- _The problem_
Here the answer must be the exact run of lines from the line holding "the rock slab" to the end of the material below, and nothing else.

- _Information_
···
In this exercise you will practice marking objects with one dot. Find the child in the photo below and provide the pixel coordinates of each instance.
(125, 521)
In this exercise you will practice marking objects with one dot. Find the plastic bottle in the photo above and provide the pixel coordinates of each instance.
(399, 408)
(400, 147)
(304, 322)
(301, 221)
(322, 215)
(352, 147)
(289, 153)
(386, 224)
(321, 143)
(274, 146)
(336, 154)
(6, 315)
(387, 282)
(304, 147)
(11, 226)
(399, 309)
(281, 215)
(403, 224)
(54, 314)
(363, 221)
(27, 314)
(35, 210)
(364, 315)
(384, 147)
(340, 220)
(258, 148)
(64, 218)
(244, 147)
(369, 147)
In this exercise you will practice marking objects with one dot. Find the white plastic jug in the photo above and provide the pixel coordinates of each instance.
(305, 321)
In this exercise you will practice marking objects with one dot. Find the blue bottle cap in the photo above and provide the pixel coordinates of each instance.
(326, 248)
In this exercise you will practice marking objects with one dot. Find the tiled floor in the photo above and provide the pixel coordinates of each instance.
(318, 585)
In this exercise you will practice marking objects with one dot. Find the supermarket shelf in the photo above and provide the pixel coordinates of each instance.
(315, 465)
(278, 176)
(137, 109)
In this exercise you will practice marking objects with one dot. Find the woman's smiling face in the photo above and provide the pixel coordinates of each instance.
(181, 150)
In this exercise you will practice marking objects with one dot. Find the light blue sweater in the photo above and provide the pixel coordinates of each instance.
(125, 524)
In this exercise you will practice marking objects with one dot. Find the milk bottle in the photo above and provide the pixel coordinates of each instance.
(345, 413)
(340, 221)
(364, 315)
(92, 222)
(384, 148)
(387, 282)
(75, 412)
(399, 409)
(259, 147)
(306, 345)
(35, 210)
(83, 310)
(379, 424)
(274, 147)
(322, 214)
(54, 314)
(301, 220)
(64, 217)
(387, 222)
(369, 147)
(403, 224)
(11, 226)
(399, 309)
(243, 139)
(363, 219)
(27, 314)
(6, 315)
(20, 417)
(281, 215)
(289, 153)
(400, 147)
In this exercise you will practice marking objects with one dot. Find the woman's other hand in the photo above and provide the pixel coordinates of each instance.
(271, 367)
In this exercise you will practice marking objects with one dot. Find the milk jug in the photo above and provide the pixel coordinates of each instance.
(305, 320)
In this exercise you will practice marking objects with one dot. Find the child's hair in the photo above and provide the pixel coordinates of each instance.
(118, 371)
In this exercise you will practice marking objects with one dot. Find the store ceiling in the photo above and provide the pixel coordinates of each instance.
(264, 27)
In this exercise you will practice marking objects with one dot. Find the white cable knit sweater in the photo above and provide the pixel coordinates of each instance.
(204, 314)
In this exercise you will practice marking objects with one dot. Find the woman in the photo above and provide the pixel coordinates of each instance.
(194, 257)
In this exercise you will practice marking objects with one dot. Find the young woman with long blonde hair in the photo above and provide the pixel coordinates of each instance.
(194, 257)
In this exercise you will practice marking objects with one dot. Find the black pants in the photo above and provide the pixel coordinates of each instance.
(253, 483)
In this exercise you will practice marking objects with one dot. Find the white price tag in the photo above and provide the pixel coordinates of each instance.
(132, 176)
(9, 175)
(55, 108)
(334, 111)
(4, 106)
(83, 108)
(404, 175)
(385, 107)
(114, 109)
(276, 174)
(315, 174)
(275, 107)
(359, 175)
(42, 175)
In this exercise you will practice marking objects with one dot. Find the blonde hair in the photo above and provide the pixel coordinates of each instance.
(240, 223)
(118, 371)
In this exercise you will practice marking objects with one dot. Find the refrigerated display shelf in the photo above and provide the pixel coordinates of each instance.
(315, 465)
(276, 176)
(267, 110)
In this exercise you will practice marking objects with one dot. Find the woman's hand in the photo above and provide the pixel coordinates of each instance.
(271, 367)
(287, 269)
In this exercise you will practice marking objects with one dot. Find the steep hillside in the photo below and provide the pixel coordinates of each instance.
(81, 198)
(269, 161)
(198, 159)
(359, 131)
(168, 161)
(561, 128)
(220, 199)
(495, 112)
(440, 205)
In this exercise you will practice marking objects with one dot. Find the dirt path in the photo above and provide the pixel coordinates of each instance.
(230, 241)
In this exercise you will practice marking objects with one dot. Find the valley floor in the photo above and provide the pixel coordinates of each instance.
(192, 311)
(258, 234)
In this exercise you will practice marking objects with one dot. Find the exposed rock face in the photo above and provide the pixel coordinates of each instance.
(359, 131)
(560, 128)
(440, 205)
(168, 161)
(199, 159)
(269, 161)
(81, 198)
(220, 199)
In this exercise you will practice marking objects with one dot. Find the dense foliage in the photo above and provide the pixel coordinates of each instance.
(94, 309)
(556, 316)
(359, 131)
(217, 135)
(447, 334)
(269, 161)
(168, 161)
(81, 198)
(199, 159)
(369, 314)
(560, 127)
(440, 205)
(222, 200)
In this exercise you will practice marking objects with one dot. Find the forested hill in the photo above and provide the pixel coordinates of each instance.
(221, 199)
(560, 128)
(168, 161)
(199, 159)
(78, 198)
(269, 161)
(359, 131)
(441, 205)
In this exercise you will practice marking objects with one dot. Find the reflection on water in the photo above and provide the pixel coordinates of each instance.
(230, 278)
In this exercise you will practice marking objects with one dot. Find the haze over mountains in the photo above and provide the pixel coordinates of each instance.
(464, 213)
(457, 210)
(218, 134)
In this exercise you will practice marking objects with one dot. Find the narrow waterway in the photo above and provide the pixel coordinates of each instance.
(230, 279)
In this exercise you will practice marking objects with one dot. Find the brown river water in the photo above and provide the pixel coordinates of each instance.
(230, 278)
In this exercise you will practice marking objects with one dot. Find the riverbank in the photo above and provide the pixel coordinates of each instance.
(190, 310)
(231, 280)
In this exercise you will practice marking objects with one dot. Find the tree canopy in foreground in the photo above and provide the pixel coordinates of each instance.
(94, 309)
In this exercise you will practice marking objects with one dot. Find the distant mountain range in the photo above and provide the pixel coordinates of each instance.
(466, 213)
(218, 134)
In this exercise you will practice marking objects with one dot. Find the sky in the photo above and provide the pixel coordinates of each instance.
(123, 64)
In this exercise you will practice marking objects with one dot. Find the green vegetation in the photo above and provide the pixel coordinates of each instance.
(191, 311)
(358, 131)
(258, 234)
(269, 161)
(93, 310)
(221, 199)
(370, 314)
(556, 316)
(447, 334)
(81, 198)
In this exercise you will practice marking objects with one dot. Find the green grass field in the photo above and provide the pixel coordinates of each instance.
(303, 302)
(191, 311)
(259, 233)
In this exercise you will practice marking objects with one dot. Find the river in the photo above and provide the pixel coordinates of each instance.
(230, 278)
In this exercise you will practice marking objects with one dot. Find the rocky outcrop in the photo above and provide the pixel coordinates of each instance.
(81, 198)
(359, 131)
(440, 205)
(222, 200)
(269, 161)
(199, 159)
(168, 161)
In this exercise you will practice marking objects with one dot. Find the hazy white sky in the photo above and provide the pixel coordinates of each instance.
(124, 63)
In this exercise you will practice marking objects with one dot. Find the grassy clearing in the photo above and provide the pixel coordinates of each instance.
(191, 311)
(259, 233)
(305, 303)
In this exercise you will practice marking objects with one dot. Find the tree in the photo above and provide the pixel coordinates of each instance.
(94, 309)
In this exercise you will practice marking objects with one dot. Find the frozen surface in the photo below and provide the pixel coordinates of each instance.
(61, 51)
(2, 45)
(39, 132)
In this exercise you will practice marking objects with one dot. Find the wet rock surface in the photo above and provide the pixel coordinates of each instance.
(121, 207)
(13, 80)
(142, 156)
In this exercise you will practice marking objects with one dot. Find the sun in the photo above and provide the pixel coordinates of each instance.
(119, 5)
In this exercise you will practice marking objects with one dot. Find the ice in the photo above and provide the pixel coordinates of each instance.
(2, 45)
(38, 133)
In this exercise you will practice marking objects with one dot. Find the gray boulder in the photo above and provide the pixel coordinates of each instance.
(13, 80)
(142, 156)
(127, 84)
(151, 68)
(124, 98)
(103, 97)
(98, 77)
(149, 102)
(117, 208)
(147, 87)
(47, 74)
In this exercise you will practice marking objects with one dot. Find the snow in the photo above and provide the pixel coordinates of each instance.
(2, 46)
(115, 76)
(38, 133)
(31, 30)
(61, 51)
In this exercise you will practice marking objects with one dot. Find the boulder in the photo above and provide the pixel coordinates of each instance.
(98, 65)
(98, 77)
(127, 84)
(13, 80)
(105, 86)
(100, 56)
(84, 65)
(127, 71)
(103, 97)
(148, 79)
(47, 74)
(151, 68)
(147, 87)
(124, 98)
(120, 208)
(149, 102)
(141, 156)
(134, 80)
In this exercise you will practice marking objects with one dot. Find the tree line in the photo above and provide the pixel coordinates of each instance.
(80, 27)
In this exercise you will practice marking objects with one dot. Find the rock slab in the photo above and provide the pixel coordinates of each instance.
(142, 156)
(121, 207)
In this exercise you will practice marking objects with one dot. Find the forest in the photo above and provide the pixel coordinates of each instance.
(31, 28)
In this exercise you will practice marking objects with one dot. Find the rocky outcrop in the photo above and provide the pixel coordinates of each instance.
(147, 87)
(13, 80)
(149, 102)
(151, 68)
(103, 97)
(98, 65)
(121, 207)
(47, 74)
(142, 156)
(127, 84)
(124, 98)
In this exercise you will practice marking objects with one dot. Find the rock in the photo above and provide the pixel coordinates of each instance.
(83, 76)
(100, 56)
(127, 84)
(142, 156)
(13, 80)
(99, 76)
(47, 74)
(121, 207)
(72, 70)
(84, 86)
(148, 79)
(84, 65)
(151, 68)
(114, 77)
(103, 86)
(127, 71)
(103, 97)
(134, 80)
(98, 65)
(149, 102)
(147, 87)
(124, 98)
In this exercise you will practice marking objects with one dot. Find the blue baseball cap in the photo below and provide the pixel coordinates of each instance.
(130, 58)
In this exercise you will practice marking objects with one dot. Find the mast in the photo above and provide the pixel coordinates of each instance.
···
- _Exercise output_
In this exercise you will practice marking objects with one dot. Find the rock slab in the photo above and provide the pixel coordinates of each instance.
(142, 156)
(121, 207)
In this exercise you will practice marking objects with one dot. Find the forest in the photo above and provide the pixel coordinates of each instance.
(31, 28)
In this exercise you will practice marking objects with one dot. Find the rocky outcrop in the photo above and provide the pixel coordinates of each instance.
(147, 87)
(13, 80)
(149, 102)
(151, 68)
(103, 97)
(98, 65)
(121, 207)
(47, 74)
(142, 156)
(127, 84)
(124, 98)
In this exercise you will practice marking objects with one dot. Find the rock in the photo above and provide the pixel coordinates of each instance.
(83, 76)
(100, 56)
(127, 84)
(142, 156)
(13, 80)
(99, 76)
(47, 74)
(121, 207)
(72, 70)
(84, 86)
(148, 79)
(84, 65)
(151, 68)
(114, 77)
(103, 86)
(127, 71)
(103, 97)
(134, 80)
(98, 65)
(149, 102)
(147, 87)
(124, 98)
In this exercise you will practice marking objects with one dot. Find the blue baseball cap in the photo below and provide the pixel coordinates of each instance.
(130, 58)
In this exercise you will practice marking objects with one dot. Find the mast in the photo above and provide the pixel coordinates of each instance.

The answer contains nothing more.